Tasks:
1. In the knife steel thread, until what development was the Damascus method probably the best way to create high-grade steel?
2. Write out the passage of the knife steel thread starting with "The features of" and going on through "(Nov 15, 2012)", word for word.

The features of the linked knife then are more aesthetic than performance oriented. And that's fine. I've bought a number of knives for aesthetic premiums over the standard version, though usually pocket knives.


----------



## rick alan (Nov 15, 2012)

Actually the method of creating Damascus steel was never lost, not sure how that myth got started but it did spread far and wide.  The steel making method was originated in Asia, but became attached to the city of Damascus where many swords were forged from the imported metal.  It's method of manufacture eventually spread all over but dwindled with the advent of more economical modern methods of manufacture.  Until the advent of crucible steel in the latter half of the 1800's it was probably the best method of creating high grade  steel.  The best ancient examples where made from iron ore that naturally contained chrome (ancients knew nothing of chrome or most other alloying agents) that came from a particular mine that was eventually depleted.  As sword material I have heard it was superior to contemporary Japanese folded steels, probably tougher/less prone to breaking, while taking and holding a good edge.  Google wootz steel and you'll find plenty of info.

In actuality Damscus steel is about on par with modern 1095 steel (also known as "clean steel") except the slow cooling process of Damascus causes the carbides to crystalize into  particles large enough to be easily visible, producing a natural and uniquely durable toothy edge (as the teeth are all large carbides) and forming the patterns seen in Damascus steel.  As one modern knife maker put it, "It makes a great steak knife but you wouldn't want to shave your face with it."  Modern crucible and CPM steels are far superior in strength, toughness and wear resistance.

Rick


----------



## grande (May 14, 2014)

A word about carbon steel knives. I bought a carbon sabatier and didn't use it at first. I ended up forcing a patina so I wouldn't have to fuss with it as much; after that I started using it more. I love it; it sharpens easily, performs excellently, and the extra care is really no more than just giving it a rinse and drying it off when you're done with it. So, don't be scared of the carbon steel. You can't leave you're knife soaking in the sink, but, probably shouldn't anyway.


----------

Information supplied:
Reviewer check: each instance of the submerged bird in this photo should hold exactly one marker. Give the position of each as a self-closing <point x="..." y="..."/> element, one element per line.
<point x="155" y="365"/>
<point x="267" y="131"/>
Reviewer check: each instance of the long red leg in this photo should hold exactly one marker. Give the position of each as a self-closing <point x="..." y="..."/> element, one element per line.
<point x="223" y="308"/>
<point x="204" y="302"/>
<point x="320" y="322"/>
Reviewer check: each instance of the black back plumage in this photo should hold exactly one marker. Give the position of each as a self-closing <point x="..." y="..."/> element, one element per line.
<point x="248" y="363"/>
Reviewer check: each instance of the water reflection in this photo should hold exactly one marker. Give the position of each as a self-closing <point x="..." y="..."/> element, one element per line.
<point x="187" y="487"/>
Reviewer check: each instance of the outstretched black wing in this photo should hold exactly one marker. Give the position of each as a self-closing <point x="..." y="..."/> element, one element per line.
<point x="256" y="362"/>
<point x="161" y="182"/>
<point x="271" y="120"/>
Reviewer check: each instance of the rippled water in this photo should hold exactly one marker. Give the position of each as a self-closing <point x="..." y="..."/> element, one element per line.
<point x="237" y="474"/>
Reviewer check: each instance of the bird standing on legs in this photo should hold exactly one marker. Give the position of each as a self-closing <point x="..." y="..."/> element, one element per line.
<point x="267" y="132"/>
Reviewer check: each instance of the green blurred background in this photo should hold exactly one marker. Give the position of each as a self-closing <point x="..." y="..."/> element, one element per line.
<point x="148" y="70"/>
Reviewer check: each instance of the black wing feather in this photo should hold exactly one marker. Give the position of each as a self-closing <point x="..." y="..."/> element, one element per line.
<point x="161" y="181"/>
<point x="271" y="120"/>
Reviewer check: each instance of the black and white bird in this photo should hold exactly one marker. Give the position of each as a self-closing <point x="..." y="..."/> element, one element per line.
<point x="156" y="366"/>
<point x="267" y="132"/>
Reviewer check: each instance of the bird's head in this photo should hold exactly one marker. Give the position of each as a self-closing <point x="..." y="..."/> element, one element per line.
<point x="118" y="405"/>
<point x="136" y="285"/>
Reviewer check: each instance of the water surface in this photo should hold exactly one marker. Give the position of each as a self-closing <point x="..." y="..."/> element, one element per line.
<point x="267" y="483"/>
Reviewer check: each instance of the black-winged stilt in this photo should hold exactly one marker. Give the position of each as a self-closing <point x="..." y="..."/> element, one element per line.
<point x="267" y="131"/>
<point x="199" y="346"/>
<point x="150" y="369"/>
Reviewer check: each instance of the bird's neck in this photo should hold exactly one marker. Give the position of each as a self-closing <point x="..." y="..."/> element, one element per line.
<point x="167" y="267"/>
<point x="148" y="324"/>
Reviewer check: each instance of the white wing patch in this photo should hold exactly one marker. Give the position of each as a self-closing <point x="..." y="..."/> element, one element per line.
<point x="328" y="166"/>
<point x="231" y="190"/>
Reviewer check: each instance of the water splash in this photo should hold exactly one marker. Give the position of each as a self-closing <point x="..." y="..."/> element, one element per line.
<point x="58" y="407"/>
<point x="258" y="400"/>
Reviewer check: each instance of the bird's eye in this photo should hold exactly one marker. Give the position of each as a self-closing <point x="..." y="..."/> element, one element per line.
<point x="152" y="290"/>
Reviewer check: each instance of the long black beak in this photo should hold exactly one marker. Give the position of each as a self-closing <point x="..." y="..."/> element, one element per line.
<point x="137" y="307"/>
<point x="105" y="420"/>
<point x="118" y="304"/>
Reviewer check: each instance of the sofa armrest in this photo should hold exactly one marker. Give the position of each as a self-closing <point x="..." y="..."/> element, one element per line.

Answers for the exercise:
1. The advent of crucible steel in the latter half of the 1800s.

2.
The features of the linked knife then are more aesthetic than performance oriented. And that's fine. I've bought a number of knives for aesthetic premiums over the standard version, though usually pocket knives.


----------



## rick alan (Nov 15, 2012)